→ **Given text**:
Drawn from gig workers struggles, hewn in Rajasthan (GS Paper 3, Economy)

Drawn from gig workers struggles, hewn in Rajasthan (GS Paper 3, Economy)

Context:

  • The Rajasthan Platform Based Gig Workers (Registration and Welfare) Act 2023, passed recently is a powerful example of how labour law draws its strength from workers’ struggles and victories of the past, even as “the workers of the world” respond to new relationships of employers, employees, and workers rights in the evolving future.

 

What is gig economy?

  • The term “gig” draws its etymological origin from jazz musicians doing short time-based performances called “gigs” for a predetermined fee.
  • The “gig economy” is in fact nothing more than the minute contractualisation of work, where the employer escapes from all responsibility except for determining the immediate task at hand, and arranging the pecuniary payment for it.

 

Example:

  • For example, in the case of a transport-based worker such as with Uber or Ola, or many others, the “aggregator” uses an app-based platform to connect the “customer” with the “driver”, for which they take a healthy “commission”.
  • The app does the rest, including fixing the route, regulating the rides, paying taxes, and delivering profit to the company. If the worker does not comply with conditions decided by the company, their “ID” is blocked, resulting in a temporary digital punishment, or digital dismissal.
  • Since the company claims not to “employ” the workers, but “partner” them, there are no employer responsibilities for wages, working conditions, or social security.

 

Why the Rajasthan law is an important breakthrough?

  • The nature of unorganised work leaves all gig workers at the mercy of a cartel of employers that calls the shots.
  • The workers, their infant unions, and the civil society and citizen groups who support them, made a demand that even the aggregators could not refuse. They demanded social security rights through a board to be set up through a gig workers welfare law.
  • Even aggregators have acknowledged that the workers should have some social security. Some companies claim that they take out accident and death insurance “at company cost”.
  • The social security is supposed to be a part of the wage earned by the worker, kept for all basic human needs including moments of crisis when a worker is unable to work due to ill health, old age, or even a need for leave.
  • Gig workers today are being forced to work incredibly long hours, all through the week.
  • They bear the burden for any sort of domestic or social crisis including ill health or app failure, or Internet or other shutdowns, while companies take advantage of rising unemployment or faltering economies to offer unemployed workers partnerships (work) with no strings attached.

→ **Supplied data**:
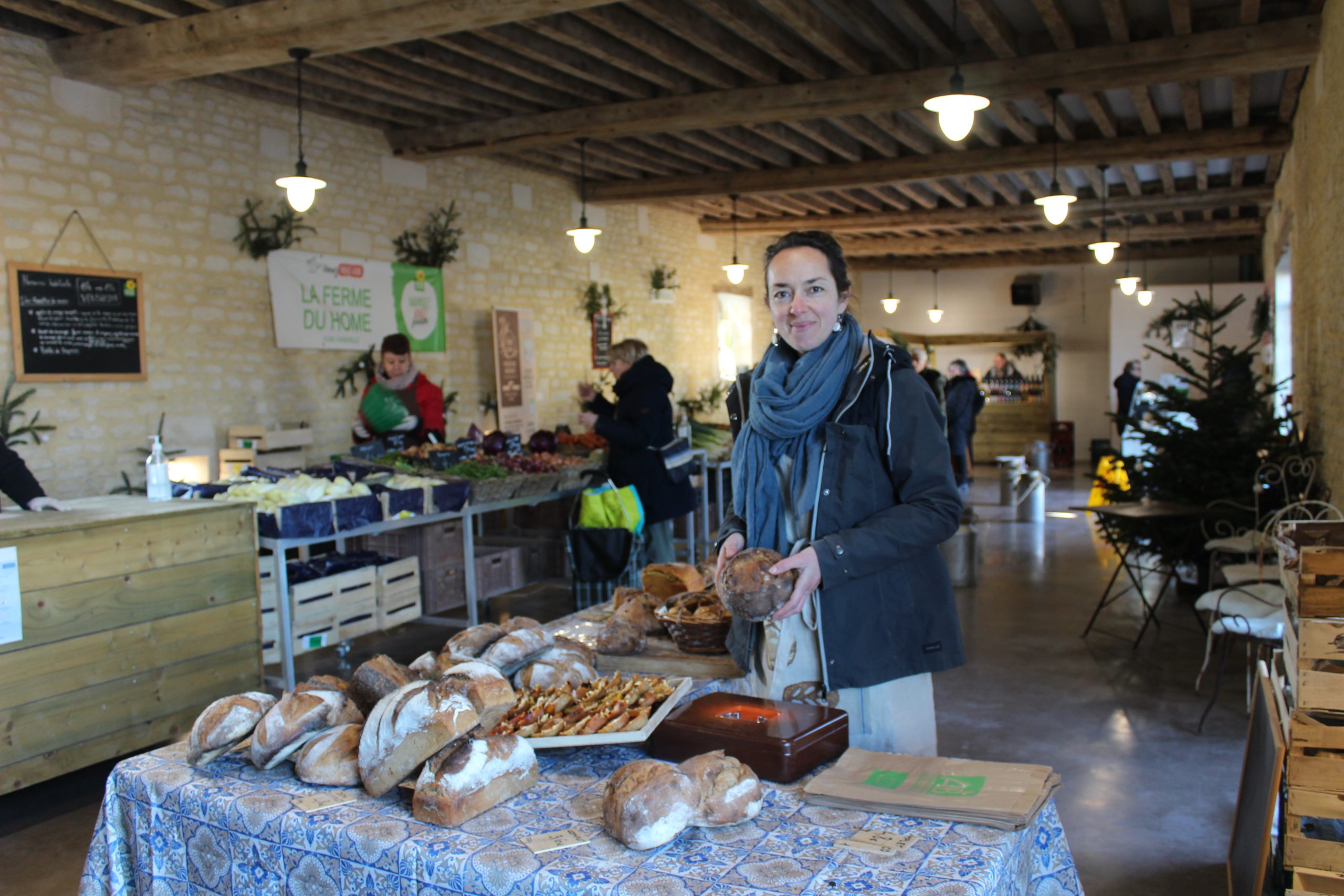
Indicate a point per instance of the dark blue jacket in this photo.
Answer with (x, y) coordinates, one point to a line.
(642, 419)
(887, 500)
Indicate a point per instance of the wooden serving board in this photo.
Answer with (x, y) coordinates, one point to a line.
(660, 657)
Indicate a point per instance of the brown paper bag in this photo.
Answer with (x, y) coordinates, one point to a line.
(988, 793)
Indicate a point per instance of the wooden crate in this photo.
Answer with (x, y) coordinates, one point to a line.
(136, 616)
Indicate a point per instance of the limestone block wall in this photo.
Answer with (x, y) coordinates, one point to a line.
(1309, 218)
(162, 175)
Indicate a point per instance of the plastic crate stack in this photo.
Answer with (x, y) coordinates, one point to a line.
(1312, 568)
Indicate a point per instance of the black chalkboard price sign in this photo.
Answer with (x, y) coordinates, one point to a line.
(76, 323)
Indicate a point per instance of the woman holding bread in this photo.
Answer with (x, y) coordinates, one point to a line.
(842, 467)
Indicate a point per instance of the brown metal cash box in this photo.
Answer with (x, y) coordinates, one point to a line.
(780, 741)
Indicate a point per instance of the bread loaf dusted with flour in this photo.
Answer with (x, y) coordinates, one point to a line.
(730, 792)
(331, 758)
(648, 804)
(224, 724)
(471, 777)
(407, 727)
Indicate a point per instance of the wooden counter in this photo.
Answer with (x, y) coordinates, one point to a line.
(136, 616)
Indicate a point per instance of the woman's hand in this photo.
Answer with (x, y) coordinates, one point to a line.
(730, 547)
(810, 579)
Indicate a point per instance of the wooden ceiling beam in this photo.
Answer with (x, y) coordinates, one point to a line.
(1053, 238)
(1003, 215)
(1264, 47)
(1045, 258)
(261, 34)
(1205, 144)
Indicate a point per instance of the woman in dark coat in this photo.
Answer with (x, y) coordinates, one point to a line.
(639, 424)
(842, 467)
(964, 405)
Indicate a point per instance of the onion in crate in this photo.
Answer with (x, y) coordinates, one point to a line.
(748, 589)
==
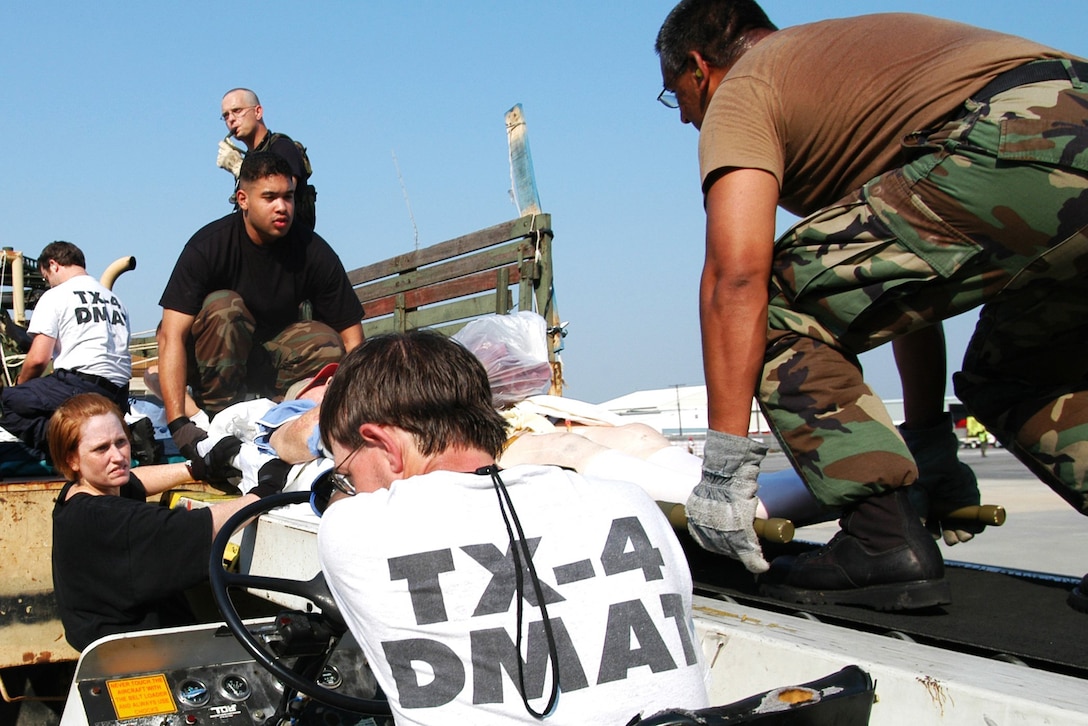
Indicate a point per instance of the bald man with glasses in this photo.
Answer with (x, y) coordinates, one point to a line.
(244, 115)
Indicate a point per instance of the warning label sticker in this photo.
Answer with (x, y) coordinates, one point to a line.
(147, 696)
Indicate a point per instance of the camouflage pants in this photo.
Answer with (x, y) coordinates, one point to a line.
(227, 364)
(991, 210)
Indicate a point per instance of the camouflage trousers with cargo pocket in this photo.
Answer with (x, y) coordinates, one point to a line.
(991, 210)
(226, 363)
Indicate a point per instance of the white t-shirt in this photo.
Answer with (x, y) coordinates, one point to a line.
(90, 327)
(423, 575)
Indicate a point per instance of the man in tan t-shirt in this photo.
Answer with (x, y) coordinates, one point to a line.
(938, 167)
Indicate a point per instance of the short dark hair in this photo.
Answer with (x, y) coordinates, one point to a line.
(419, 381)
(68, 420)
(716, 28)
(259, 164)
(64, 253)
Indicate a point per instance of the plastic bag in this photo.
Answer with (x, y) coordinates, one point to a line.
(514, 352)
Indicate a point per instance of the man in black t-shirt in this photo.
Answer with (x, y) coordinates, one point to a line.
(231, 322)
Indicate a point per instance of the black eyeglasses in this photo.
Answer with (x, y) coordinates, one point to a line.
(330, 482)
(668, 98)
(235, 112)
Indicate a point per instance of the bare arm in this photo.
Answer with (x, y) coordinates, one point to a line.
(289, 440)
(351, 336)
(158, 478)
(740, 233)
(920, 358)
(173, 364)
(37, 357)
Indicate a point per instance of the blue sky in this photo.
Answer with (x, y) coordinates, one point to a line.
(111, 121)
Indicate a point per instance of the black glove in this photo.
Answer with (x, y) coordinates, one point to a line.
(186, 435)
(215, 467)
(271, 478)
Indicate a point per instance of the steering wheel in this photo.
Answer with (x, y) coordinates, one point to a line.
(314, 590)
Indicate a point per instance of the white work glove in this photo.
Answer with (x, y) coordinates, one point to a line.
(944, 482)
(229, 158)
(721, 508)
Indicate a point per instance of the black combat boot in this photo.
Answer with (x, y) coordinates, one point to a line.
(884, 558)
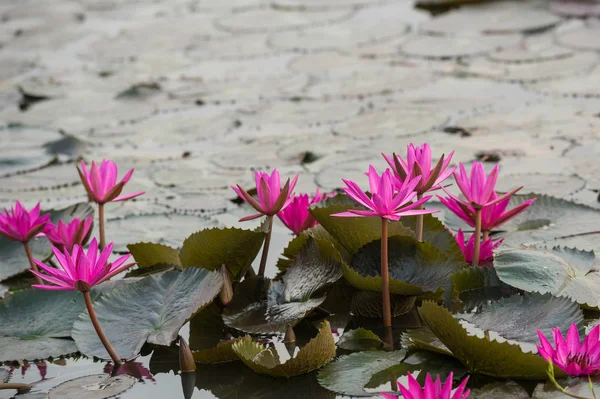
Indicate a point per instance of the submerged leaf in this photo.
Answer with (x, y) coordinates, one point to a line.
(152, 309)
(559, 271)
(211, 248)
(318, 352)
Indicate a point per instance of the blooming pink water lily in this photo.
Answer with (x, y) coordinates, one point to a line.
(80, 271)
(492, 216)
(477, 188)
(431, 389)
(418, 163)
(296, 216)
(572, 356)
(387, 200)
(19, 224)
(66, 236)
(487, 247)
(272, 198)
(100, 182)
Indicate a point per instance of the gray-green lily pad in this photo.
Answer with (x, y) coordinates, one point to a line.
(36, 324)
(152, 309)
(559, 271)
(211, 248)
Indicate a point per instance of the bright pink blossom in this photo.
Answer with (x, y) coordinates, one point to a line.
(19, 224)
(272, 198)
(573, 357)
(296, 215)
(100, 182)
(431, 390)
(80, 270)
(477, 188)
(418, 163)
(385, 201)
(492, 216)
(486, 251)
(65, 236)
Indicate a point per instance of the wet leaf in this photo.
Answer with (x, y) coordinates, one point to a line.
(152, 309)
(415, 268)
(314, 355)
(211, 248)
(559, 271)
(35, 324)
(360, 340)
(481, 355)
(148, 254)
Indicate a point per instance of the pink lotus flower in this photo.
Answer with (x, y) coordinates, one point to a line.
==
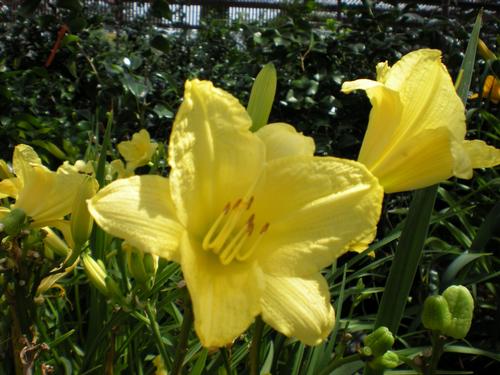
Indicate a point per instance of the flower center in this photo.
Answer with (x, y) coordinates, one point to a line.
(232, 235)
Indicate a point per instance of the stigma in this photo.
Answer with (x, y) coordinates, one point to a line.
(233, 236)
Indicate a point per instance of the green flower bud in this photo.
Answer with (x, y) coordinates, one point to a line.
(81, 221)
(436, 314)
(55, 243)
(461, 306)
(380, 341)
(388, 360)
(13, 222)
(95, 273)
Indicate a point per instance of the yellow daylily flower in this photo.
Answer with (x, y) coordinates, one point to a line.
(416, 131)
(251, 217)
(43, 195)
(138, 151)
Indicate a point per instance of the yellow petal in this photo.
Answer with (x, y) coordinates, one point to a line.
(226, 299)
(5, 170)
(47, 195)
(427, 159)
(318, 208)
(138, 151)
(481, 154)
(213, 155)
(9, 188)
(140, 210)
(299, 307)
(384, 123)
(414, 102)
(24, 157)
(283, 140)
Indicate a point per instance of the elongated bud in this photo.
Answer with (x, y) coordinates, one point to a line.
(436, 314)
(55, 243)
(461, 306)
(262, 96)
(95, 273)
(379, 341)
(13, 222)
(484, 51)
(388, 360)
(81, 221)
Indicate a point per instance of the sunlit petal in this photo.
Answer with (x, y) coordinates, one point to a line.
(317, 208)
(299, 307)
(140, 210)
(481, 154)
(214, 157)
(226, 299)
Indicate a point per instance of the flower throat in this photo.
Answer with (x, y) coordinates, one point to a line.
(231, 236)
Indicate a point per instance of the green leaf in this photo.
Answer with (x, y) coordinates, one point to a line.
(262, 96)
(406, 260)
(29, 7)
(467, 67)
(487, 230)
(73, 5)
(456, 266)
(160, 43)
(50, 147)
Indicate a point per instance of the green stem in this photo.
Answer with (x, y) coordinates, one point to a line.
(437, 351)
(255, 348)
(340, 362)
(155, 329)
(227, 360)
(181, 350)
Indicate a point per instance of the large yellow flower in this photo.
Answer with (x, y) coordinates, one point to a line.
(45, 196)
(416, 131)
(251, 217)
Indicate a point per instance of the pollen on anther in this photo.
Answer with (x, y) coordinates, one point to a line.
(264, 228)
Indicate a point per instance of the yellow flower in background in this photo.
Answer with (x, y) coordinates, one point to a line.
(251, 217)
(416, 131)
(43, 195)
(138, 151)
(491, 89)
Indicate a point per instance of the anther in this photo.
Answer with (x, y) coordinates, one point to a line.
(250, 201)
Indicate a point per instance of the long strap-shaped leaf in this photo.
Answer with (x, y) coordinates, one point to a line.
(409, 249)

→ **Exercise instructions**:
- 1) In the entries, edit the part that opens with the line containing "Indicate a point per instance of the dark" and closes with the line containing "(1312, 568)" so that "wooden" becomes "bamboo", with everything else left as is. Return only those lines.
- 2) Pick up the text on gig workers and the Rajasthan law at its final sentence and continue it.

→ **Answers**:
- 1)
Indicate a point per instance of the dark blue jacket in this photo.
Answer with (x, y) coordinates, one point to a line.
(642, 419)
(887, 500)
Indicate a point per instance of the bamboo serving board in this photo.
Answer with (x, y) coordinates, one point to a line.
(660, 657)
Indicate a point per instance of the brown paper bag in this photo.
Answer with (x, y) coordinates, one point to a line.
(988, 793)
Indicate a point per instance of the bamboo crate in this photo.
Answer with (x, y) coordinates, one point to a line.
(136, 616)
Indicate a point per instance of the limestone block wall in this photo.
Answer with (x, y) coordinates, one point to a line.
(1309, 218)
(162, 175)
Indicate a point per instance of the plastic crate stack in this photo.
Answer with (x, y) coordinates, one point to a line.
(1312, 568)

- 2)
The hamal model:

  • More than 60 years ago, people who carried sacks on their head or shoulders (called hamals) formed a union called the “Hamal Panchayat” in Maharashtra. They faced the same set of problems that most unorganised sector workers face, but in a more acute form.
  • They had no single workplace, or “employer”. The employers were merchants and the workers from poor and mostly Dalit or Other Backward Class families from the rural hinterland.  They had no minimum wages, no pension, no sick leave, no health or education benefits and no employer to collectively bargain with.
  • They emerged with a law that has served as the conceptual foundation for unorganised sector workers rights in the country.

 

Mathadi Board:

  • Led by Baba Adhav, they demanded and won a law that set up a “Mathadi board” which would register both workers and merchants who used the labour of hamals.
  • Every shopkeeper was registered and required by law to deposit the workers’ wage and a “levy on every sack carried” with the board, which was to be paid to the worker once a month.
  • The levy, acknowledged to be a part of their “piece rate wage”, was to be used for social security schemes and programmes launched and managed by the board. These included gratuity, health and education benefits, and other rights that were considered impossible to secure.
  • So effective was this law that the Hamal panchayat has its own bank, housing scheme (flats for hamals), and school. It has even set up unions for others which include autorickshaw drivers and waste pickers.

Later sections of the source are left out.